## TEXT EXTRACT

>>>

Even if it does not win the license for a Station Square casino, Cleveland-based Forest City Enterprises likely would build its proposed neighborhood of condominiums at the entertainment complex, a company official said Friday.

The 1,250-unit condo project, unveiled last month along with plans for a $462 million Harrah’s Station Square Casino, is a “stand-alone project” that won’t need to be scaled back if the company does not open the slots parlor, Bob McGurk, Forest City’s regional development director, told the Pittsburgh Tribune-Review.

The residential towers with first-floor retail shops would be built east of the Smithfield Street Bridge, and the casino would locate at the other end of Station Square. A San Francisco-style cable car would run through the center of the development.

Neighborhood groups welcome the idea of new housing, said Rick Belloli, executive director of the South Side Local Development Co. His and other South Side groups met with Forest City officials this week to discuss the casino proposal.

“The residential development is an attractive part of their proposal,” Belloli said. “You don’t want it to be just all retail and entertainment. It always strengthens a development when it’s got a variety of uses.”

But people who live in the South Side wonder what impact a Station Square expansion would have on already-congested South Side streets.

The number of casino visitors would be similar to a concert venue or Steelers game day, but visitors wouldn’t come all at once, McGurk said. Few are expected to pass through the South Side’s narrow streets, although casino employees might.

<<<

Region annotation entries:

>>>

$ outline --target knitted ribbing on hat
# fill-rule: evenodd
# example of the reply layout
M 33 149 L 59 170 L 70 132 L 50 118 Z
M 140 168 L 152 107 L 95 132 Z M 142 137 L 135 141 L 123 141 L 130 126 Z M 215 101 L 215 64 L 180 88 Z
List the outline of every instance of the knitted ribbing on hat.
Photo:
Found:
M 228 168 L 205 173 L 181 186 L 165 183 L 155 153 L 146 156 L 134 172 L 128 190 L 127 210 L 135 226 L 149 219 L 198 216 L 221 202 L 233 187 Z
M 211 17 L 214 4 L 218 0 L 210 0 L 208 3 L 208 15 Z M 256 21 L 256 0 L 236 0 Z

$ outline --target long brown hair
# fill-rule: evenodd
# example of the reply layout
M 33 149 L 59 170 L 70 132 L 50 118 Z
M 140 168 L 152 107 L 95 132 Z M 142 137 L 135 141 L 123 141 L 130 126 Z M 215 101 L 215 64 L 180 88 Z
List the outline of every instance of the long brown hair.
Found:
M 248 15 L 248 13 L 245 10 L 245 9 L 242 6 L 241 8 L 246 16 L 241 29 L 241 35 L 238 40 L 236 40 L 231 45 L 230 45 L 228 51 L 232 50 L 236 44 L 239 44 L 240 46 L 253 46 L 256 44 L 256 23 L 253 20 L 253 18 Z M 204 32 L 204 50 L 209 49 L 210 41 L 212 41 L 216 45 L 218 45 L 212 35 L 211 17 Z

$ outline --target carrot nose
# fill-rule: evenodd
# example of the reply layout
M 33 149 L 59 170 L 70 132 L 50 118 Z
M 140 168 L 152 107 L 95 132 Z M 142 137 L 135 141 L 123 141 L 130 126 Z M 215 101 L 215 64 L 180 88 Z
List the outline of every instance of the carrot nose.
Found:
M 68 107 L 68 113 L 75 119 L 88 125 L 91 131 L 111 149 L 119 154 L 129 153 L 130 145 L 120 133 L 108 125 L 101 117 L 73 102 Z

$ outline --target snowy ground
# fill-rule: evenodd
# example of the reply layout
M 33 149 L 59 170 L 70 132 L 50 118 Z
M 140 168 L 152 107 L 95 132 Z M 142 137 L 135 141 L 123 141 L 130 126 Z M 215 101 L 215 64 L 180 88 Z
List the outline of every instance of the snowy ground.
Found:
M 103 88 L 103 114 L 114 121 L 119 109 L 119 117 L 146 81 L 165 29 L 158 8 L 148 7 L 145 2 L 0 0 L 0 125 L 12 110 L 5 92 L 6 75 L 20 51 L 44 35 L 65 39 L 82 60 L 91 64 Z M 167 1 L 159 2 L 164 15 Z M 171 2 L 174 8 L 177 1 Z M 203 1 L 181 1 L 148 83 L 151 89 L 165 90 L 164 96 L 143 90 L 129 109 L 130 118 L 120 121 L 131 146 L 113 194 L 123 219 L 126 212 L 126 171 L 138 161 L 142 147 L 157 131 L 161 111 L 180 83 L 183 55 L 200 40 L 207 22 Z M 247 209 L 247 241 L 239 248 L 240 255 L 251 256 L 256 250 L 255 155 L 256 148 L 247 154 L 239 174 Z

<<<

## TO BE DONE
**a.** Reproduce the part of the Station Square article running from "Even if it does" down to "the Pittsburgh Tribune-Review.", word for word.
**b.** Answer these questions using the Station Square article.
(i) How many units are planned for the condo project?
(ii) East of which bridge would the residential towers be built?
(iii) Who is the executive director of the South Side Local Development Co.?
Use only the Station Square article to complete the work.

## ANSWERS TO THE EXERCISE
**a.**
Even if it does not win the license for a Station Square casino, Cleveland-based Forest City Enterprises likely would build its proposed neighborhood of condominiums at the entertainment complex, a company official said Friday.

The 1,250-unit condo project, unveiled last month along with plans for a $462 million Harrah’s Station Square Casino, is a “stand-alone project” that won’t need to be scaled back if the company does not open the slots parlor, Bob McGurk, Forest City’s regional development director, told the Pittsburgh Tribune-Review.

**b.**
(i) 1,250 units
(ii) The Smithfield Street Bridge
(iii) Rick Belloli